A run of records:
══════
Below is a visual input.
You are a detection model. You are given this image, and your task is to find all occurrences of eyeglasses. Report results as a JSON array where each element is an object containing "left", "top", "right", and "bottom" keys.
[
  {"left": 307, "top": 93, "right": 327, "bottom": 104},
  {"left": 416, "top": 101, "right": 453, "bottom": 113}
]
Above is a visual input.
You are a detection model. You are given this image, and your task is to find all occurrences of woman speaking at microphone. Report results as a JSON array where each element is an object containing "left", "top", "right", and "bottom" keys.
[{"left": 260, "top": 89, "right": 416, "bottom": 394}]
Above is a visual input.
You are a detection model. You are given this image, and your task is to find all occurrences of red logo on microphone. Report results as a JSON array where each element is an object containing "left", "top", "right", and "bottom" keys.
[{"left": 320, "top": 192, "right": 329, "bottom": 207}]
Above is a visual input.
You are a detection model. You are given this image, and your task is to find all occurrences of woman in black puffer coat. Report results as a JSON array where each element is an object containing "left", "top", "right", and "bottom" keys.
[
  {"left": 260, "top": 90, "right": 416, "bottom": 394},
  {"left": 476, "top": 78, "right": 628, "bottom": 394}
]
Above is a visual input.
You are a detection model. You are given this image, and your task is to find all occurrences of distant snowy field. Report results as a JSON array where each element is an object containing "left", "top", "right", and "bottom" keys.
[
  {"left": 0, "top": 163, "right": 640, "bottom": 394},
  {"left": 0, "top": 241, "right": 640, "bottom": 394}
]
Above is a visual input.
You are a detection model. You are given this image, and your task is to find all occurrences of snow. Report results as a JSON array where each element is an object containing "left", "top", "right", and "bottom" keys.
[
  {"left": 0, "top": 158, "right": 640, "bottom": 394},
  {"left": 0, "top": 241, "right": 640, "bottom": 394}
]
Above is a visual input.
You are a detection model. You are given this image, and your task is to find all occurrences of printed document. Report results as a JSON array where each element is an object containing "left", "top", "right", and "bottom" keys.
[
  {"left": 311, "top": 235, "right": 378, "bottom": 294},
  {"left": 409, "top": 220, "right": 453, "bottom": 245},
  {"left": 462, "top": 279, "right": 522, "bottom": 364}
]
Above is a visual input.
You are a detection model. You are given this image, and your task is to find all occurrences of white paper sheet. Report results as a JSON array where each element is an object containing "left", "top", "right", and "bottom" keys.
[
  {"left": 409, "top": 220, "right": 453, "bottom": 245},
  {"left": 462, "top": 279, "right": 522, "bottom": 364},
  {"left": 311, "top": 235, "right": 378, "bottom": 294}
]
══════
▶ **Exercise directions**
Please output the entries above, every line exactly as it reads.

▶ **Result of this exercise**
Below is a visual input.
You are a detection model. You are given this image, and your task is to find all occurrences of eyeglasses. Report results as a JSON array where each element is an object containing "left", "top", "right", and "bottom" keys.
[
  {"left": 307, "top": 93, "right": 327, "bottom": 104},
  {"left": 416, "top": 101, "right": 453, "bottom": 113}
]
Above is a visual input.
You are a detection model. You are given this image, and your task is to find all occurrences of woman speaking at microphone. Report results as a JSON array where each element is an object containing "left", "top", "right", and "bottom" keys.
[{"left": 260, "top": 89, "right": 416, "bottom": 394}]
Above is a visual input.
You are a detection model. You are given this image, and your task is to find all occurrences of red logo on microphone. Report results as a JSON array where each element is an object containing "left", "top", "right", and "bottom" keys.
[{"left": 320, "top": 192, "right": 329, "bottom": 207}]
Above is a visual input.
You are a detection model. You are given this image, and your task is to find all occurrences of woman in black puffer coat. Report results as a JSON array where each element is an object containing "left", "top", "right", and "bottom" keys.
[
  {"left": 260, "top": 90, "right": 416, "bottom": 394},
  {"left": 476, "top": 78, "right": 628, "bottom": 394}
]
Above is a visual input.
You are a detection model. You are given this image, and your task is to find all occurrences of distant snowy field. Report results as a JSON array where each element is an object containing "left", "top", "right", and "bottom" keys.
[
  {"left": 0, "top": 163, "right": 640, "bottom": 394},
  {"left": 0, "top": 241, "right": 640, "bottom": 394}
]
Above is a visual input.
You are a detection model. You are given this image, and your task is to find all occurrences of snow. Report results as a JSON array where each element is an object containing "left", "top", "right", and "bottom" keys.
[
  {"left": 0, "top": 158, "right": 640, "bottom": 394},
  {"left": 0, "top": 241, "right": 640, "bottom": 394}
]
Above is a visual input.
You are a detection model. You are given this image, and your task is to find all occurrences of printed document. Report results as a JSON array where each element is an object containing "left", "top", "right", and "bottom" keys.
[
  {"left": 311, "top": 235, "right": 378, "bottom": 294},
  {"left": 409, "top": 220, "right": 453, "bottom": 245},
  {"left": 462, "top": 279, "right": 522, "bottom": 364}
]
Above is a visual input.
You are a detection model. You are given this image, and your task is to find all occurrences of white paper sheet. Report results as a JSON array where each element is an object containing "left", "top", "right", and "bottom" keys.
[
  {"left": 409, "top": 220, "right": 453, "bottom": 245},
  {"left": 462, "top": 279, "right": 522, "bottom": 364},
  {"left": 311, "top": 235, "right": 378, "bottom": 294}
]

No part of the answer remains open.